Try it
Determine how many lines of the records include "person", and answer with the number alone.

═══ Source material

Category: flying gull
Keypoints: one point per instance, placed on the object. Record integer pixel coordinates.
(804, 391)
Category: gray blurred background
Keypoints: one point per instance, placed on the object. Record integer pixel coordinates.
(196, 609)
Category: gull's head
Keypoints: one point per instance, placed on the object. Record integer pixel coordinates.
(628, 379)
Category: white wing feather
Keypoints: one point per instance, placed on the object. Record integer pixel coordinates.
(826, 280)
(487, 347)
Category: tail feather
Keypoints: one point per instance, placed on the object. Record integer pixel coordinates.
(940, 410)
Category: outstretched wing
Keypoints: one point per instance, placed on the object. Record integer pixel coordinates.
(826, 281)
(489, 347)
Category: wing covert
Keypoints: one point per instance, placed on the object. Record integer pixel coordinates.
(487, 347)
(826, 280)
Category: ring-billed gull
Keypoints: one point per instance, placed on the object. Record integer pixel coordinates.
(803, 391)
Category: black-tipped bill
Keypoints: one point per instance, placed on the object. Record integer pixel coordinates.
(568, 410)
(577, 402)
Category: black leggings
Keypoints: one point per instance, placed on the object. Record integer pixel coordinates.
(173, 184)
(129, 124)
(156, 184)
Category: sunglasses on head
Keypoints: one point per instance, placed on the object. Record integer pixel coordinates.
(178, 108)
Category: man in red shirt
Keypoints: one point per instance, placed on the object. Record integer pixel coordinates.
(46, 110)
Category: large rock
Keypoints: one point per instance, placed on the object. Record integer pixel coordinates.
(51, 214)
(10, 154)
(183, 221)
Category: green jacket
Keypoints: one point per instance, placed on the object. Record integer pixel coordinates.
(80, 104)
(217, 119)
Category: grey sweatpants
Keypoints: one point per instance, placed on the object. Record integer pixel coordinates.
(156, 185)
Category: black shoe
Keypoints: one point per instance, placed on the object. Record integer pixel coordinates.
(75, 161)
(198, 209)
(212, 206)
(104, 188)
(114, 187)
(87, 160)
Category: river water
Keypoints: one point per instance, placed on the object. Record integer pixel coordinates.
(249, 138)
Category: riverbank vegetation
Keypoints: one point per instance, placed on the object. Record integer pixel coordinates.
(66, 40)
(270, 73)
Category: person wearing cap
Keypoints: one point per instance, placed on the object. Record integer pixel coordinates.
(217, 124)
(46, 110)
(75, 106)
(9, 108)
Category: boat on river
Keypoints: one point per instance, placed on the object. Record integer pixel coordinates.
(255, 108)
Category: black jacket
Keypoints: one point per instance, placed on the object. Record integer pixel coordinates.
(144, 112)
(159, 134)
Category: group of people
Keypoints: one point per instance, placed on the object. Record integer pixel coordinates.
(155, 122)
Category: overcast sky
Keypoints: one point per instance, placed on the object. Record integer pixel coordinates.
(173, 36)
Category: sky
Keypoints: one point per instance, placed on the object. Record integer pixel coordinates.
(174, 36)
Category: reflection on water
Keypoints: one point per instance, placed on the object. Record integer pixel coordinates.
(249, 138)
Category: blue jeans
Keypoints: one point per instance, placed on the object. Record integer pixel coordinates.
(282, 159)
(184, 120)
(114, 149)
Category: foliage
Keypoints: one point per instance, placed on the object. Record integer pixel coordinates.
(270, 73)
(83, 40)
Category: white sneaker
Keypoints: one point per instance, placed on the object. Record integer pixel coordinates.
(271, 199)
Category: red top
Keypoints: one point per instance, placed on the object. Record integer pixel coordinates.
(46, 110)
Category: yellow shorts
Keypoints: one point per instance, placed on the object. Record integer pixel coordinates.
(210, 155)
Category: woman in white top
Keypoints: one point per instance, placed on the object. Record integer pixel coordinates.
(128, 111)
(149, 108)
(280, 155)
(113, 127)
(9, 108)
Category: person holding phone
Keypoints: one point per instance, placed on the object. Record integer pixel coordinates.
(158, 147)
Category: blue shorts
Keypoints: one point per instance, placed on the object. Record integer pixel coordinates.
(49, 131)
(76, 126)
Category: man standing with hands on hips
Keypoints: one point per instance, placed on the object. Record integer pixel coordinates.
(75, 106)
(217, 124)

══════

Answer below
2